WHAT YOU NEED TO DO
Would you please copy each line of the data in which the string "logo" occurs?

○ ○ ○ ○

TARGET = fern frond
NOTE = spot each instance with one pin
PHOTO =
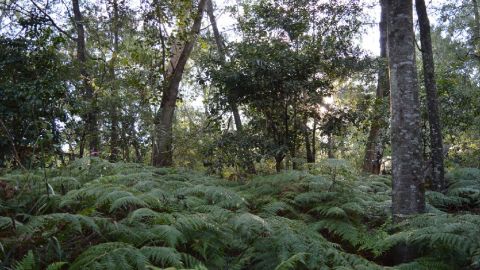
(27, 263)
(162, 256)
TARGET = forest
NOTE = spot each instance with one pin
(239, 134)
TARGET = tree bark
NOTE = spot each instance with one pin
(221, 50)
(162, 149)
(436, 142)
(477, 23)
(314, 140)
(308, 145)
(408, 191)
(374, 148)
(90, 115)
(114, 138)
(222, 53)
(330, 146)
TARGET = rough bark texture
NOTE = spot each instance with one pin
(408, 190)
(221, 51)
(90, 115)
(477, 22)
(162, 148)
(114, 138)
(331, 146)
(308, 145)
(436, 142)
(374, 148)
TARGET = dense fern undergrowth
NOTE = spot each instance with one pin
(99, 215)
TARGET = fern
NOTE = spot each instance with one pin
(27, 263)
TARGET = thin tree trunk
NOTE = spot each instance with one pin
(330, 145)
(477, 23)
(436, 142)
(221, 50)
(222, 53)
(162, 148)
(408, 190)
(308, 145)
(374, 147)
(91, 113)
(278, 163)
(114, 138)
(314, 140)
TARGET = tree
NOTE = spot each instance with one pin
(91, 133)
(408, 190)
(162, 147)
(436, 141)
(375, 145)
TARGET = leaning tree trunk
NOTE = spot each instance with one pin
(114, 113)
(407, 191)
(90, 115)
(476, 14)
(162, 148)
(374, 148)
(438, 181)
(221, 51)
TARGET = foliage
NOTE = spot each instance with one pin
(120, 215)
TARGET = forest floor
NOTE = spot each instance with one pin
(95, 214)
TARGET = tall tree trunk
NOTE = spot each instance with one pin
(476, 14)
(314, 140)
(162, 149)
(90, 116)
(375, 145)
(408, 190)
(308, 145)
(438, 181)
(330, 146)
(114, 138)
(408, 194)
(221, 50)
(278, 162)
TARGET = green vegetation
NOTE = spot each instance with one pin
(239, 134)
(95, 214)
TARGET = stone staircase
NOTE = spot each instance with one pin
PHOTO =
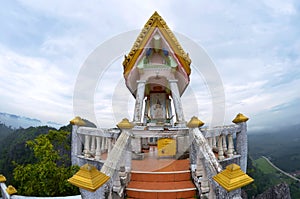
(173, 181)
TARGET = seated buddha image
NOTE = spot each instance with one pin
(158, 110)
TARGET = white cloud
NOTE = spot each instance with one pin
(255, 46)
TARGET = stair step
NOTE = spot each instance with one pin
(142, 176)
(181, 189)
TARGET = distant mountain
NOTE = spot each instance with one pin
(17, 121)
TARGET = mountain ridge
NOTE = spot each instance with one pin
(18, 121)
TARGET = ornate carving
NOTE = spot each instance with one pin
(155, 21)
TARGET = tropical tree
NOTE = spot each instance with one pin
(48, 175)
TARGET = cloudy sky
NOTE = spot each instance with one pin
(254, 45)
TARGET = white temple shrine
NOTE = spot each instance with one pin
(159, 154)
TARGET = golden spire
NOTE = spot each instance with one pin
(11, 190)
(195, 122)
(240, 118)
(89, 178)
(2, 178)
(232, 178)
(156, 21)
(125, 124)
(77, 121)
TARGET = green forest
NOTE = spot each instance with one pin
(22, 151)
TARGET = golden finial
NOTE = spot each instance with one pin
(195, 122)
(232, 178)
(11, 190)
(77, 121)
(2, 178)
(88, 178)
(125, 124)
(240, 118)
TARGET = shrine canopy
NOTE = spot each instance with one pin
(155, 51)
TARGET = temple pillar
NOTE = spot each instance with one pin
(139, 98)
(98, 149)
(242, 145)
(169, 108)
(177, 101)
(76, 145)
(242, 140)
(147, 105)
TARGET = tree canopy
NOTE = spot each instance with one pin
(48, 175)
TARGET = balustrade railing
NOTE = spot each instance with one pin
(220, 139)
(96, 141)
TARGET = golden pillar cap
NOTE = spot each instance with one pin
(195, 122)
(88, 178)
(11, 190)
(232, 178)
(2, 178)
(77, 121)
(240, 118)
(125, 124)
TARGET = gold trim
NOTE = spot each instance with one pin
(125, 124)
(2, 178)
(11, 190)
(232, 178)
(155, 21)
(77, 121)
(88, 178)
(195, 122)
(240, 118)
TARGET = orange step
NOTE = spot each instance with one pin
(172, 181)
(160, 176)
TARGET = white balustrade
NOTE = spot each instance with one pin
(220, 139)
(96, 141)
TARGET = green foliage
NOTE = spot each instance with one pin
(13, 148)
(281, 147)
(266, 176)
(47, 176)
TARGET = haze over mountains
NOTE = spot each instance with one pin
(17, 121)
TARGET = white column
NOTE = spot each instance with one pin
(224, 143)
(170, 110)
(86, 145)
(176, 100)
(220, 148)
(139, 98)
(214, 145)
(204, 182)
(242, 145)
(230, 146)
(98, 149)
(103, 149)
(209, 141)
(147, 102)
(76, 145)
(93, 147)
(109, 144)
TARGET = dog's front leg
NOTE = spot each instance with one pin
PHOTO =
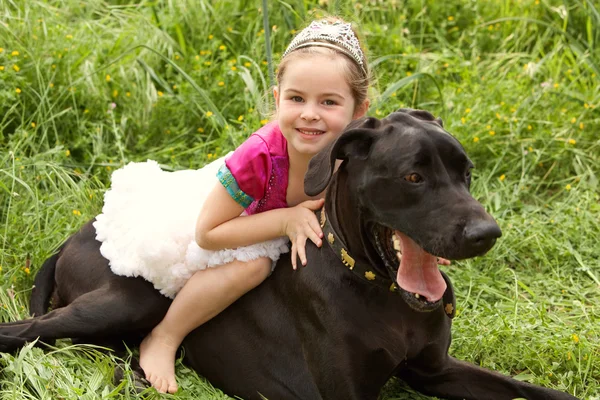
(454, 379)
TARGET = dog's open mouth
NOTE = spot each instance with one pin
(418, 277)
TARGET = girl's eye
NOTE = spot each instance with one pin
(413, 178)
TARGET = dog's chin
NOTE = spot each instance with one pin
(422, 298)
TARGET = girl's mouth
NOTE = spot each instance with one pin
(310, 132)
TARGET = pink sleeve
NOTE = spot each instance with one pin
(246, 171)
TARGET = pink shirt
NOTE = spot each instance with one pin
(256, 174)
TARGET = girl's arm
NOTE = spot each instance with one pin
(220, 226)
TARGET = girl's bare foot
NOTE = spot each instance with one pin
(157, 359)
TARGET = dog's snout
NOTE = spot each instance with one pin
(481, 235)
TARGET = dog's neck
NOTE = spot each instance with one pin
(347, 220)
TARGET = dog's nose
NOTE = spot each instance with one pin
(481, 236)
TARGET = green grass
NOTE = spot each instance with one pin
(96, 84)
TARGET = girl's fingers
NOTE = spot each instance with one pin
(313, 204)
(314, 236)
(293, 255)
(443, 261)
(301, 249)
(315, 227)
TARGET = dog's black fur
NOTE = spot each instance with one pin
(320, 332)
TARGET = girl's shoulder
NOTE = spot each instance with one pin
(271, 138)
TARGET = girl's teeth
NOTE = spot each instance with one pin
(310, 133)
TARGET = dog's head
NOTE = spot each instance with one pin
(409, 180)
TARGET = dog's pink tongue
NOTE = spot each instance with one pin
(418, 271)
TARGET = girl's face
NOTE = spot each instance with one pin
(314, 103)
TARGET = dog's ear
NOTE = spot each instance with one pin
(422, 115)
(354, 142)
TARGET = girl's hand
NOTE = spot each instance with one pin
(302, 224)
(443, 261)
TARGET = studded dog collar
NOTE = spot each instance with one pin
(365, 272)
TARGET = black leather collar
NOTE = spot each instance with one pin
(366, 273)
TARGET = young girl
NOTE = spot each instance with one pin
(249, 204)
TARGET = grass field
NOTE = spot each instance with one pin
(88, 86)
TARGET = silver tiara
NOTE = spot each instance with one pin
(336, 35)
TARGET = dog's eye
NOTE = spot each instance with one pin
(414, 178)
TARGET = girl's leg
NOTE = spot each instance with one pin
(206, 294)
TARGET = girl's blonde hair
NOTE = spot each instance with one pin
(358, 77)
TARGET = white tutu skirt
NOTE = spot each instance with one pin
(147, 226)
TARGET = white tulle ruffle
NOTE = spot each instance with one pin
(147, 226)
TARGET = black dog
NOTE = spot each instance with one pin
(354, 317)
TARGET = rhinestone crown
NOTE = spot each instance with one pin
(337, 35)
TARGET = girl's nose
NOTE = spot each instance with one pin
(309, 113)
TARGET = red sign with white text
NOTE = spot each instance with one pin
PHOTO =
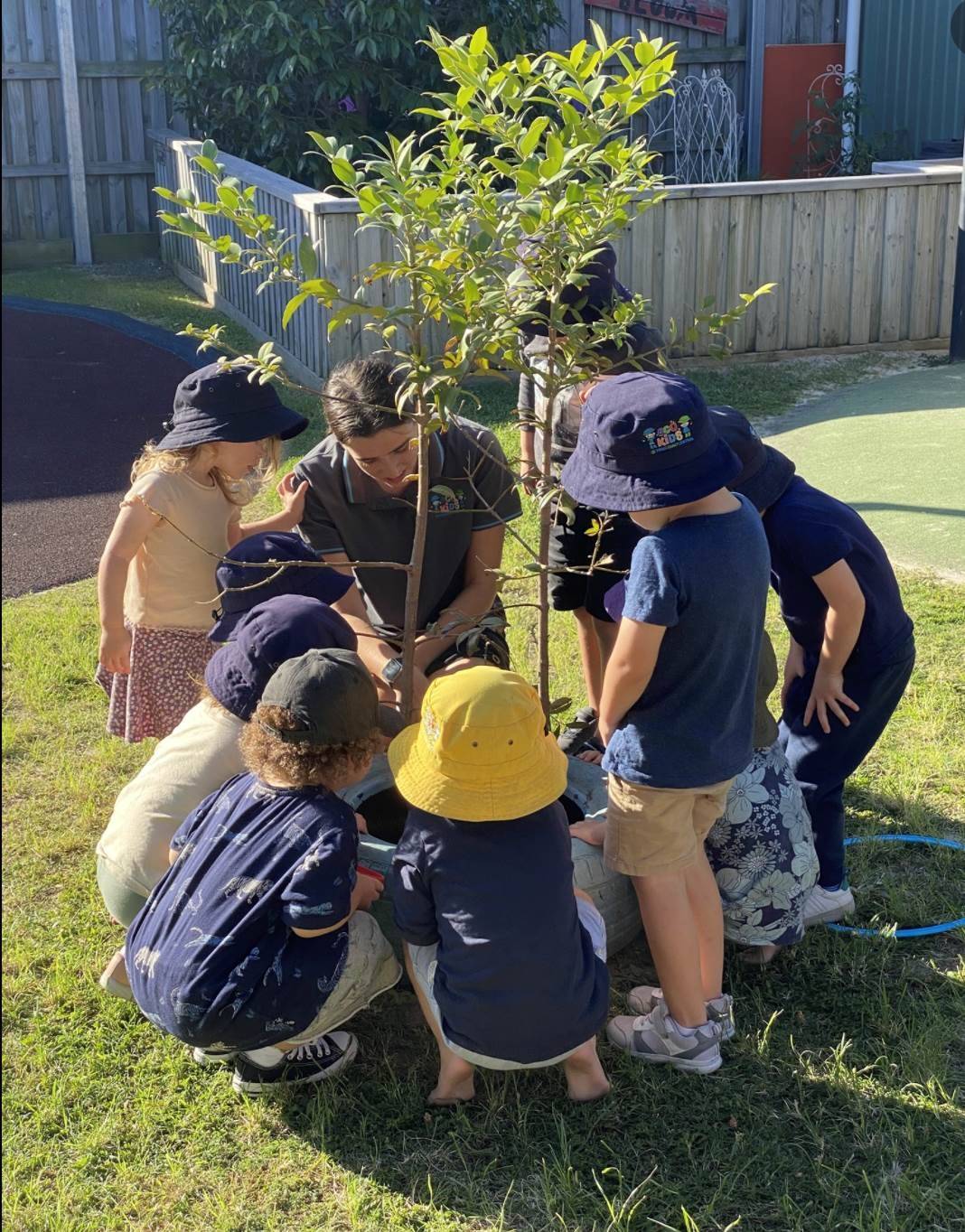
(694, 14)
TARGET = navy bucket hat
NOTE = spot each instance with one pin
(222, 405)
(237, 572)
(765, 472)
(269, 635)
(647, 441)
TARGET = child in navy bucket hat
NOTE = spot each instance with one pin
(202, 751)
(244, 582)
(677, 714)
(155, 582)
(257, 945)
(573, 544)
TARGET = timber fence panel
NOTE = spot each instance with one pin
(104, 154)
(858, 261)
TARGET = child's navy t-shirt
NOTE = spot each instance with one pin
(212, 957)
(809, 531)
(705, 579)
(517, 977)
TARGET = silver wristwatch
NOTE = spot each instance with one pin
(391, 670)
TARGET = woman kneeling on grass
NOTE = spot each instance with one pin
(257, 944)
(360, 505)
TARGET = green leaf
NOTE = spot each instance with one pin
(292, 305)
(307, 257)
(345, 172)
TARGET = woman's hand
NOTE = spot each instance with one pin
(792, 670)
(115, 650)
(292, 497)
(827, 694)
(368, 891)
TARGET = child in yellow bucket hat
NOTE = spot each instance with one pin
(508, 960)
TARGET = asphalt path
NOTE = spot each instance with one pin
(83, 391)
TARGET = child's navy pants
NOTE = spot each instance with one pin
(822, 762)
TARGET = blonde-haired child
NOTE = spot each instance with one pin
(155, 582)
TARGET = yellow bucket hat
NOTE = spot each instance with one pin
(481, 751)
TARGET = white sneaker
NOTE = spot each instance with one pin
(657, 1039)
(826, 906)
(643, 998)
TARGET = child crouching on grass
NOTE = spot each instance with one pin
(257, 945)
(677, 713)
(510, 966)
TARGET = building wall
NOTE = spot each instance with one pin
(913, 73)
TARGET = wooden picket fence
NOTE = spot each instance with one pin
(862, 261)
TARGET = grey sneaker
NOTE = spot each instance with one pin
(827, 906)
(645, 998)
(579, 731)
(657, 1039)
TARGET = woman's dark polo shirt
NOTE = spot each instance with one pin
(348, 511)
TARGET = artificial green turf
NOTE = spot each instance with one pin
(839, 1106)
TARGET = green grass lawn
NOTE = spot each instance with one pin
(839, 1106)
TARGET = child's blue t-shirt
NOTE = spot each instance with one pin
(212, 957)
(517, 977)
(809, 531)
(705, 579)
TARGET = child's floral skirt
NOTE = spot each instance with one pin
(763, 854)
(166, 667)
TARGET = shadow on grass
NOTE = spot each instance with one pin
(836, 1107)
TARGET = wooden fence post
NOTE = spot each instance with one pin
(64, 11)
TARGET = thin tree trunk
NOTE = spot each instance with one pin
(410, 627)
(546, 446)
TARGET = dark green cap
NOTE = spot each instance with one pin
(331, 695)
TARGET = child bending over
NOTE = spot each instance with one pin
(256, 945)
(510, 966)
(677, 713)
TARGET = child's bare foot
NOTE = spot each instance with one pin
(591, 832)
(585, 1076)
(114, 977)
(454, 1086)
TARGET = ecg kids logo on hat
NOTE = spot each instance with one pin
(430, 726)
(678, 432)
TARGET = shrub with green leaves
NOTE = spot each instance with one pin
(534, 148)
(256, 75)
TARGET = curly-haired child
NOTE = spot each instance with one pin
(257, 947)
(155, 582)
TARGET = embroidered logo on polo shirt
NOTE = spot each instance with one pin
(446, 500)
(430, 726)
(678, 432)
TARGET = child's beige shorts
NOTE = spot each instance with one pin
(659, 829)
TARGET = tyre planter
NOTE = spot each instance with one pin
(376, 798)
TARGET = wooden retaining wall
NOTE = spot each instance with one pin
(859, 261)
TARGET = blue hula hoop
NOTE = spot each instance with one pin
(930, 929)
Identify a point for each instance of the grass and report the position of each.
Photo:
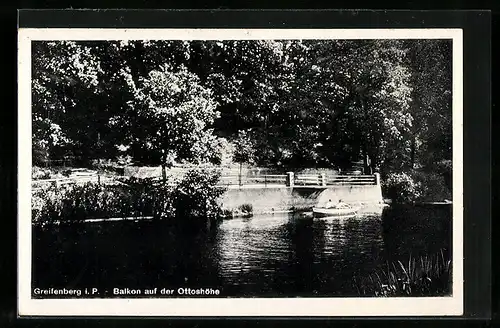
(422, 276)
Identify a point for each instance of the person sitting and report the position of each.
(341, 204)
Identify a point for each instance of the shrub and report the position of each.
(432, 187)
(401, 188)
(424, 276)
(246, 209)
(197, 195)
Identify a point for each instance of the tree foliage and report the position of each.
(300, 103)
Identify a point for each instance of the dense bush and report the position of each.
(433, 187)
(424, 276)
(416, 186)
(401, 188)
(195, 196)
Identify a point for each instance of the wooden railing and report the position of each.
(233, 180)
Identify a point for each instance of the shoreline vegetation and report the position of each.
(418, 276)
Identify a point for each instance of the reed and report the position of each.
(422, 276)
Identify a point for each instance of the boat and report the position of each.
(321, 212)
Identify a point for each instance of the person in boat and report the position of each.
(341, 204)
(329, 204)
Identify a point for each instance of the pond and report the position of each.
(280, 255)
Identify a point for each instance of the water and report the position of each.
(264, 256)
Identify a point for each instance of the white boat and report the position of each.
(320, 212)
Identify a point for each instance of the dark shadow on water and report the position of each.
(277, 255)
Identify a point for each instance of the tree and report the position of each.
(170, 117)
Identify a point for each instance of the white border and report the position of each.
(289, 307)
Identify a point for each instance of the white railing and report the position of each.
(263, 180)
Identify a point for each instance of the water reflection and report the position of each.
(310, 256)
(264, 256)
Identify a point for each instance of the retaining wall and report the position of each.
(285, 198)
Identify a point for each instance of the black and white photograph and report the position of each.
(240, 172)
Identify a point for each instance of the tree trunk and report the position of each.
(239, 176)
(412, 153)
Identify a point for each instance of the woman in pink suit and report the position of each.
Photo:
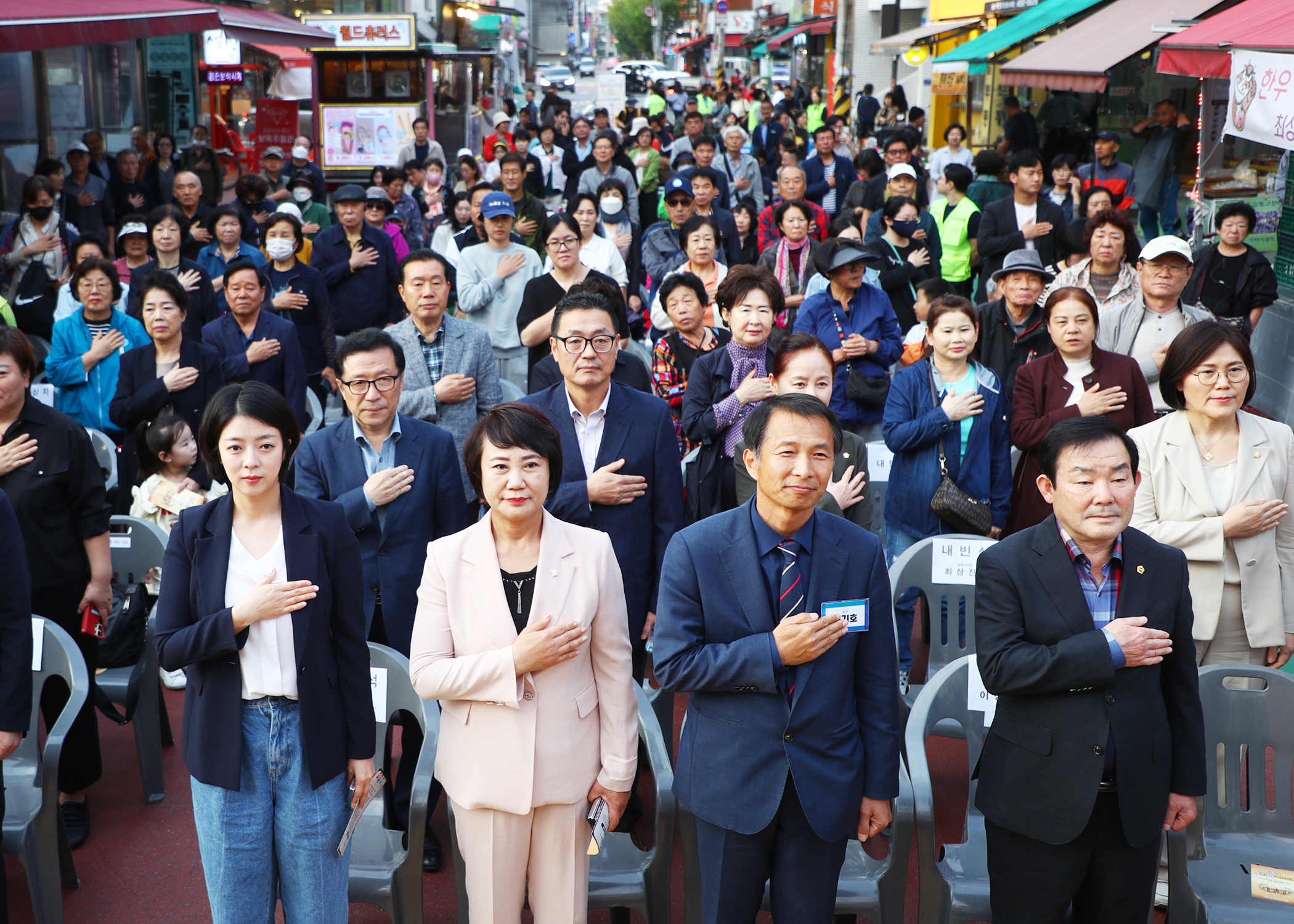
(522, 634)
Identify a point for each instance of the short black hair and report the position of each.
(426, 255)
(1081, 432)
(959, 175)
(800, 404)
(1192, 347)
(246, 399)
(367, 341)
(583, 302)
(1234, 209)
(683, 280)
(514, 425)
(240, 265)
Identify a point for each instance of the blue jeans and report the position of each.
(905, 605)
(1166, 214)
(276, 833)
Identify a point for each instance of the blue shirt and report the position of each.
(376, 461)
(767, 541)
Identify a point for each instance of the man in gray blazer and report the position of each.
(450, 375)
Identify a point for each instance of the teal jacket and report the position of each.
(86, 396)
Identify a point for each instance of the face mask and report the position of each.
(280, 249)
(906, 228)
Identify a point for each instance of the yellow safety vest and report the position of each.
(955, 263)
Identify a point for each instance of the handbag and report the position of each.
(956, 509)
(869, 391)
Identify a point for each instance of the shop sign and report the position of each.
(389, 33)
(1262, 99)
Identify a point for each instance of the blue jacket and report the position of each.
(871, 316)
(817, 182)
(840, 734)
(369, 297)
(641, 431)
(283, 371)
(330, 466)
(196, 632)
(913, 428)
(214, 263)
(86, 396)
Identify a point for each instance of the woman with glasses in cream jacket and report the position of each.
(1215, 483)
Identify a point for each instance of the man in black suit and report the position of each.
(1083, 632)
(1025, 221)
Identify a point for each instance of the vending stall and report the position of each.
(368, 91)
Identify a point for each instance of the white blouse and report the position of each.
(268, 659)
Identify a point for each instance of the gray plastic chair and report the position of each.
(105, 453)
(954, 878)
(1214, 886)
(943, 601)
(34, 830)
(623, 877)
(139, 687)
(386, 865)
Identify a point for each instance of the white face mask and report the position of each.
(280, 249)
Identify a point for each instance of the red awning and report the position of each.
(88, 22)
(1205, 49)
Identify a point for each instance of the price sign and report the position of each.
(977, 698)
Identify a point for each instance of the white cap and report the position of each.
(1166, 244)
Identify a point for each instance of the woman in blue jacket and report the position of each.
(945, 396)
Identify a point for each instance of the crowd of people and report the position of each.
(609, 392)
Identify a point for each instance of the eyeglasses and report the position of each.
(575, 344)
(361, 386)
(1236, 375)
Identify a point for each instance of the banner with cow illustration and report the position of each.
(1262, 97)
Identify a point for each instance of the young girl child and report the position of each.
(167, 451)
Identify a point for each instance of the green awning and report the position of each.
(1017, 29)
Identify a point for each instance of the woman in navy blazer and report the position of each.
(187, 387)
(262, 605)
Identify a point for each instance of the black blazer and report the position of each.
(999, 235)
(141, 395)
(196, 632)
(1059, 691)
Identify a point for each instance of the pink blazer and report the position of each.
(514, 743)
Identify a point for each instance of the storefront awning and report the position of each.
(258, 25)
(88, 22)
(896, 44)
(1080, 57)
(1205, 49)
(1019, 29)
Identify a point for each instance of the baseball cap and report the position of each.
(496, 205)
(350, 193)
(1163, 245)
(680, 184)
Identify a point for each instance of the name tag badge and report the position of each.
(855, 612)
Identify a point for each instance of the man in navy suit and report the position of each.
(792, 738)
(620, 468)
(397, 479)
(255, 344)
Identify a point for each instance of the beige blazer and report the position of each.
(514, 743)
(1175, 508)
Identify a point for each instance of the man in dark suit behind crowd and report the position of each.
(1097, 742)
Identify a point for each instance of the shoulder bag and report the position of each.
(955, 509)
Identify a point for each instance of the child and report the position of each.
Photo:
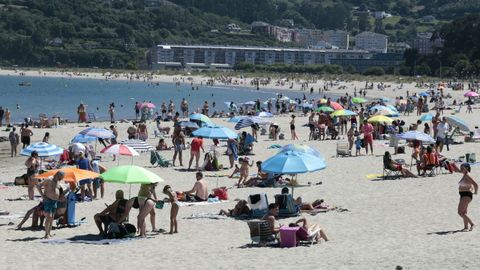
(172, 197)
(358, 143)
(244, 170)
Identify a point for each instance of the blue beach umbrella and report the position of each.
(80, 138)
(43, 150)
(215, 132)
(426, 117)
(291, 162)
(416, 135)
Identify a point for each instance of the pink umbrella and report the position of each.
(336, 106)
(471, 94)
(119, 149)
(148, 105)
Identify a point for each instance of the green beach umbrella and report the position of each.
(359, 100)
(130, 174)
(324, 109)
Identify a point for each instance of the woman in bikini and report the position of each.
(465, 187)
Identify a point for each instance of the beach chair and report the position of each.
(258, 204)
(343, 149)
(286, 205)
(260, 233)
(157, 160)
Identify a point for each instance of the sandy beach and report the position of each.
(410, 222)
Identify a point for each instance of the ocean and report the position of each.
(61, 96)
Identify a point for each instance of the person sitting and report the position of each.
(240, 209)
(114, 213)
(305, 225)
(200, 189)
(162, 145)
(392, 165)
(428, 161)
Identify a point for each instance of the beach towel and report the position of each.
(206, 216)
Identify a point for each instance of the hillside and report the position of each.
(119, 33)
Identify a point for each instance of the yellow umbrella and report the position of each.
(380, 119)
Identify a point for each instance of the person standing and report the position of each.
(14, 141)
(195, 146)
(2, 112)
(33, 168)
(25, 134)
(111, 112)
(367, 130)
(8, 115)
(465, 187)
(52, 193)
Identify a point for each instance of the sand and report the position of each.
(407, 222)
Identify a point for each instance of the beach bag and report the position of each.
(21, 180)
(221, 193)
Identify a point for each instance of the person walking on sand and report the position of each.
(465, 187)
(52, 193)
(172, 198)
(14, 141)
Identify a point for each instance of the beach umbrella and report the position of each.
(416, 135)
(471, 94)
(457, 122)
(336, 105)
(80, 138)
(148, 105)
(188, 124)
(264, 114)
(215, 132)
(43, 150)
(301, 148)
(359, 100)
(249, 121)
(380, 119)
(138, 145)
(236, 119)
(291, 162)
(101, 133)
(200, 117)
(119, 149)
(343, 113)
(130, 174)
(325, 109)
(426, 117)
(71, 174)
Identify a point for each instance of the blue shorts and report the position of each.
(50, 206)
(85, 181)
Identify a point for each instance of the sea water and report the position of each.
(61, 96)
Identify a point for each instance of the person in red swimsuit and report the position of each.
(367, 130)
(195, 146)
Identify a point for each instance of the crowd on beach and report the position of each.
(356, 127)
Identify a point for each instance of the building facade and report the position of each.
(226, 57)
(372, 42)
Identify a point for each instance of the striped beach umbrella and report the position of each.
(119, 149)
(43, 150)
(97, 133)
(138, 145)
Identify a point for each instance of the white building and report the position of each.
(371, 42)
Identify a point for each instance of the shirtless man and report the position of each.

○ ○ ○ ○

TASK RESULT
TARGET = ecg kids logo on hat
TARGET = embroidered logo on polo shirt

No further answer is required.